Quoted passage:
━━━━━━━━

This talk on Universal Property of Quotients was held on Friday March 17, 2017 in MC 4045. The talk was given by Lirong Yang.

Abstract

In this talk, we generalize universal property of quotients (UPQ) into arbitrary categories. UPQs in algebra and topology and an introduction to categories will be given before the abstraction. As in the discovery of any universal properties, the existence of quotients in the category of sets and that of groups will be presented.

If you have not yet been exposed to group theory, please read Monoids and Groups for an introduction.

Summary

When I was doing abstract algebra, I was amazed by the similarities of the Universal Property of Quotients in various algebraic structures. Let us start with reviewing the universal property of quotients in groups, rings, $R$-modules, sets, and topological spaces.

UPQ in Grp/Ring/R-Mod/Set/Top

Let $A$ be a group/ring/R-module/set/topological space. Let $E \subseteq A$ be a normal subgroup/ideal/submodule or in the case of sets or topological spaces $E \subseteq A^2$ equivalence relation. We have the following diagram:

Commutative diagram for quotients of groups/rings/R-modules/sets/topological spaces

i.e. for all homomorphisms $f : A \to X$, there is a unique homomorphism $A/E \to X$ such that $\overline{f} ∘ q = f$ if and only if $E \subseteq \operatorname{ker}(f)$ or in the case of sets and topological spaces we have that $x E y \implies f(x) = f(y)$ for all $x,y ∈ A$.

━━━━━━━━

What is needed: Say whether each statement agrees with the talk page, giving yes or no and quoting the words of the page that decide it: 1. The talk was held on a Monday. 2. An introduction to categories comes before the abstraction. 3. Readers new to group theory are pointed to Monoids and Groups. The data that follows is separate material from the talk page.

━━━━━━━━

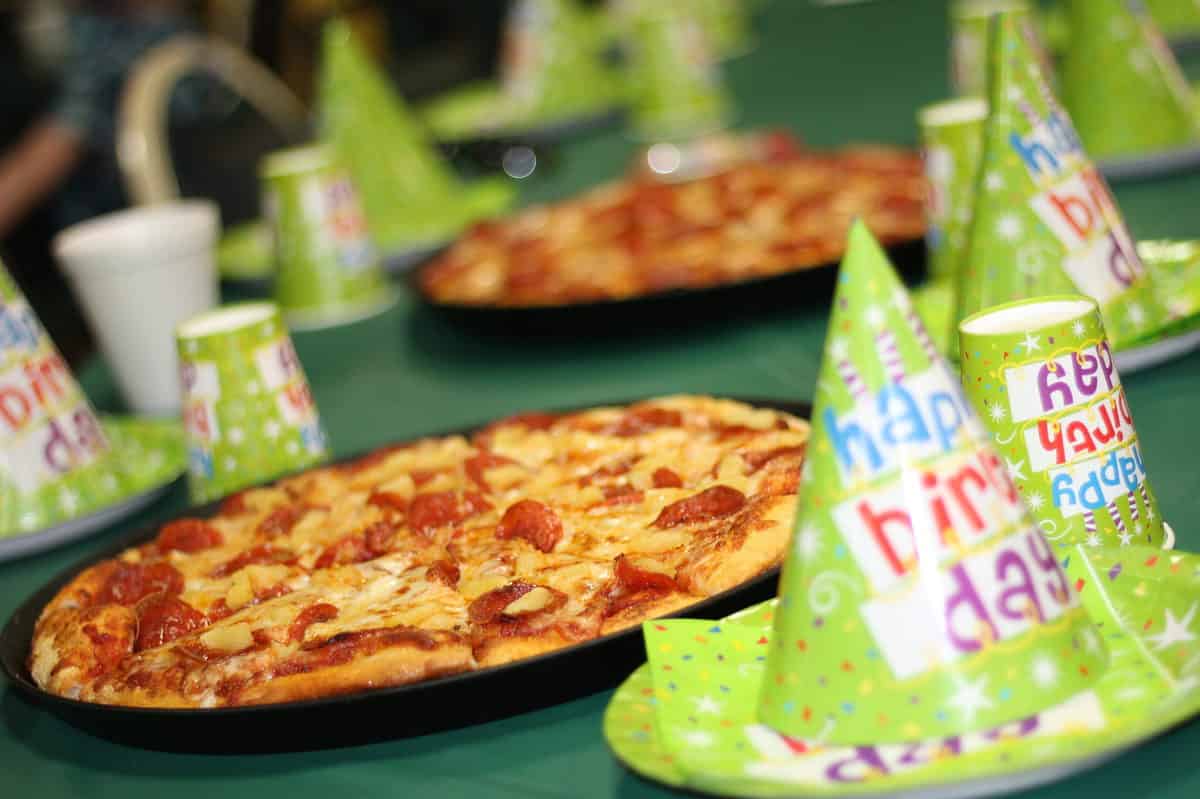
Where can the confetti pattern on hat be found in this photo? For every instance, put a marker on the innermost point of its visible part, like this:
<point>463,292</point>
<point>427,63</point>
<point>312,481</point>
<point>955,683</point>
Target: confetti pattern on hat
<point>918,593</point>
<point>1044,220</point>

━━━━━━━━

Solution to this task:
1. No: "held on Friday March 17, 2017"
2. Yes: "an introduction to categories will be given before the abstraction"
3. Yes: "please read Monoids and Groups for an introduction"